*SUPPLIED RECORDS:*
-------
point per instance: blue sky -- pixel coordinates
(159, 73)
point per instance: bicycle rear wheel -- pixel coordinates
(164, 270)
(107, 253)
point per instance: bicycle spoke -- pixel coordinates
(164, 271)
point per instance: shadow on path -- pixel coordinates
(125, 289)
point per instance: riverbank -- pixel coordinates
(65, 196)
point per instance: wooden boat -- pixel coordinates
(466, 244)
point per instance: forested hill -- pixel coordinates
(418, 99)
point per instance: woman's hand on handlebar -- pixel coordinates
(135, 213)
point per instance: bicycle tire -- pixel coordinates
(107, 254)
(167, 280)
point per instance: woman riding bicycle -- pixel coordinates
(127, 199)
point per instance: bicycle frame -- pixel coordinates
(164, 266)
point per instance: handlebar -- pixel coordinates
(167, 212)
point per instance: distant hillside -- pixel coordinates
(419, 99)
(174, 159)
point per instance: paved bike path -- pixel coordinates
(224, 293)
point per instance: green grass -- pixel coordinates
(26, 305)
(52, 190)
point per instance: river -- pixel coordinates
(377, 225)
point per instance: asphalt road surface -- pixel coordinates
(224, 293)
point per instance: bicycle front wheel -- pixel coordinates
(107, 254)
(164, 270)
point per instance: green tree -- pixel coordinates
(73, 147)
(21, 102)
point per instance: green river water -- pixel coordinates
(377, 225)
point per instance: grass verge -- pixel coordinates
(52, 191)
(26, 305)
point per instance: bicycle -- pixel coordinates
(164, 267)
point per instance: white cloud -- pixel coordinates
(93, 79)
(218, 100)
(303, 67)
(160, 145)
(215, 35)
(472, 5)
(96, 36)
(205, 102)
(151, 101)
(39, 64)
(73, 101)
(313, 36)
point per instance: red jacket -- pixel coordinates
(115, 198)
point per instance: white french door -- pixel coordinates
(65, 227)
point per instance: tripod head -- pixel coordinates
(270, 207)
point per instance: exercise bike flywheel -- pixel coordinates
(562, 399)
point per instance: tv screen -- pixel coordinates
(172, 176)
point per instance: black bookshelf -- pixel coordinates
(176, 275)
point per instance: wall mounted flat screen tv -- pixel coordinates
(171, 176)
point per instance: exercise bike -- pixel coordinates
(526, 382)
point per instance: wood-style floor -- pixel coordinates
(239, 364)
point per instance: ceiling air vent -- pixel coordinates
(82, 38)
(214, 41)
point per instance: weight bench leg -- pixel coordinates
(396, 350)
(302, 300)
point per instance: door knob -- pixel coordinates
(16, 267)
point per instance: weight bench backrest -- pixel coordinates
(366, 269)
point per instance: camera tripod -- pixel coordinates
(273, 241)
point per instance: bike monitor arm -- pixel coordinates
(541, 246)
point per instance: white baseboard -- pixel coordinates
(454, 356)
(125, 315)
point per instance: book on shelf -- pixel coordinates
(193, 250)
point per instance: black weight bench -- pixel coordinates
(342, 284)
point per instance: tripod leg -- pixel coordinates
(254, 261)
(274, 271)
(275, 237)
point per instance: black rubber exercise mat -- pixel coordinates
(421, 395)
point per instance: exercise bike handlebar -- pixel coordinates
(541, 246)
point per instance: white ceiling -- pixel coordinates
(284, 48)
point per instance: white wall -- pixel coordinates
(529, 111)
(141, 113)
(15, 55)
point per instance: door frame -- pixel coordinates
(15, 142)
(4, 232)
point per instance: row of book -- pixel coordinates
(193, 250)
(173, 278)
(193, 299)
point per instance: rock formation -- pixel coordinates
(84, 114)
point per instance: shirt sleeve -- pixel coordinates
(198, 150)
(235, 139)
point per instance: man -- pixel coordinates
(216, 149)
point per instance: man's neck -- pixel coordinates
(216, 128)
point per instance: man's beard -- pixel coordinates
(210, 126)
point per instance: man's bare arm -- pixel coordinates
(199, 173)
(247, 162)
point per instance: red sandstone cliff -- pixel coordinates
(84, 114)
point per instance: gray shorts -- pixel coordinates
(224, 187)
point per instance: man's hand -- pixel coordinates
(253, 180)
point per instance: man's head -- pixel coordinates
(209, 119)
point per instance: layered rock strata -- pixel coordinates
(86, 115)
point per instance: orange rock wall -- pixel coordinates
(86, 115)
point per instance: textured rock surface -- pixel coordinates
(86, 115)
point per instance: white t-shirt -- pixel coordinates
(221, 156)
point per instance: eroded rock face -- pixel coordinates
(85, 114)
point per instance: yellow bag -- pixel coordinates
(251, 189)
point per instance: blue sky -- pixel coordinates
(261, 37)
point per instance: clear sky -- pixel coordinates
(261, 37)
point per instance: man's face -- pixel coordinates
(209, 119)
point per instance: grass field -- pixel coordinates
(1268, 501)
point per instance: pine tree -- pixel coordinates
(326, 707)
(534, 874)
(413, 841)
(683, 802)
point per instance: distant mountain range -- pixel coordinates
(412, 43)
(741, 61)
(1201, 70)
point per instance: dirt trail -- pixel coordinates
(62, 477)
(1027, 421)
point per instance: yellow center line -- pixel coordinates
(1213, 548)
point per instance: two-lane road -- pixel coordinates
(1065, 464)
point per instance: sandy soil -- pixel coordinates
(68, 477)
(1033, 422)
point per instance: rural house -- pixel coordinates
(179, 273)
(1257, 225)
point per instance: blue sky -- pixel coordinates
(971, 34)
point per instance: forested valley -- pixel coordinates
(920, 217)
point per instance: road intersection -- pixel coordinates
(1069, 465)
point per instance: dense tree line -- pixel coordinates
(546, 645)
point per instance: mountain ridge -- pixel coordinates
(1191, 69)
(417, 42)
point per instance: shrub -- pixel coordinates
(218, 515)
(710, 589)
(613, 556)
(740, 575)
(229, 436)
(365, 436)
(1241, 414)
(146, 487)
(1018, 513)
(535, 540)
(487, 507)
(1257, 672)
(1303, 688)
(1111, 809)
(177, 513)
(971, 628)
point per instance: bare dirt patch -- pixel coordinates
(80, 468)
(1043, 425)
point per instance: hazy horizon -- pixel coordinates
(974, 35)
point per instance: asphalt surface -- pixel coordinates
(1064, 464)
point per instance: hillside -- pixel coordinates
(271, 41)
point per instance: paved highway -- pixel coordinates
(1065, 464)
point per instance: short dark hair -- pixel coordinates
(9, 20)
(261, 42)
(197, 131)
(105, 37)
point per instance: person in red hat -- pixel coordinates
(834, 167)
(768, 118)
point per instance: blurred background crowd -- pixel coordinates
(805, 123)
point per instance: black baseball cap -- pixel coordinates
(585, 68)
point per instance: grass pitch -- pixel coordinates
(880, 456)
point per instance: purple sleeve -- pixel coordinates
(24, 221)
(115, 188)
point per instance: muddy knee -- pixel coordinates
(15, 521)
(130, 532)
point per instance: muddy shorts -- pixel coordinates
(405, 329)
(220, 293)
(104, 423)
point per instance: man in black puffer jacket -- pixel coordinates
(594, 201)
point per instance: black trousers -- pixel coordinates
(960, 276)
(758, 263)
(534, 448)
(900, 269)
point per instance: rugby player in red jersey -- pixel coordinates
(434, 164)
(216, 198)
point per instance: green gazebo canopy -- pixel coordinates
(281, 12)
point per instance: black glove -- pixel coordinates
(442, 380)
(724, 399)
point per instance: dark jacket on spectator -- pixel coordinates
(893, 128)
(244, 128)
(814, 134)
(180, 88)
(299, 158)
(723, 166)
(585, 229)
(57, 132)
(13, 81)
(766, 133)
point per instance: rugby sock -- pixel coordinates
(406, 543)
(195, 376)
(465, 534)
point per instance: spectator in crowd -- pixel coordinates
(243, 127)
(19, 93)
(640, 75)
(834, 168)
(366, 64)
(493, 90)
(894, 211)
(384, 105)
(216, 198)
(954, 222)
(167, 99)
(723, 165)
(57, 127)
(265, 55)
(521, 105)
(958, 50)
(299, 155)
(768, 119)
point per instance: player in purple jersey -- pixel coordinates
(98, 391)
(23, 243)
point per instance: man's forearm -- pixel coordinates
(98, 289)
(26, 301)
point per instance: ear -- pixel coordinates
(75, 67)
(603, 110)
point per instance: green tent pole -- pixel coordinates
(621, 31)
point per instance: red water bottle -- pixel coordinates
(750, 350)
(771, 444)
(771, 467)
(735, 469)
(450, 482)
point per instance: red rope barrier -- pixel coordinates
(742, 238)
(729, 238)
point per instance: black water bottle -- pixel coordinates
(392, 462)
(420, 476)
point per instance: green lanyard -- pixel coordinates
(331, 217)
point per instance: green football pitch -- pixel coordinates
-------
*EXERCISE:* Give the lines as a Markdown table with two columns, No. for the row number and Line for the line itself, leaving out any blank lines. Begin at the line that has "point per instance: ear -- pixel coordinates" and stop after the final line.

*ANSWER TO THIS EXERCISE:*
| No. | Line |
|---|---|
| 1 | point per instance: ear -- pixel coordinates |
| 2 | (75, 67) |
| 3 | (603, 110) |
| 4 | point per instance: green tent pole -- pixel coordinates |
| 5 | (621, 31) |
| 6 | point per instance: red water bottle -- pixel coordinates |
| 7 | (750, 350) |
| 8 | (771, 444) |
| 9 | (771, 467) |
| 10 | (735, 469) |
| 11 | (450, 482) |
| 12 | point per instance: red rope barrier -- pixel coordinates |
| 13 | (742, 238) |
| 14 | (729, 238) |
| 15 | point per instance: black water bottle -- pixel coordinates |
| 16 | (392, 462) |
| 17 | (420, 476) |
| 18 | point per instance: green lanyard -- pixel coordinates |
| 19 | (331, 217) |
| 20 | point per instance: green football pitch -- pixel coordinates |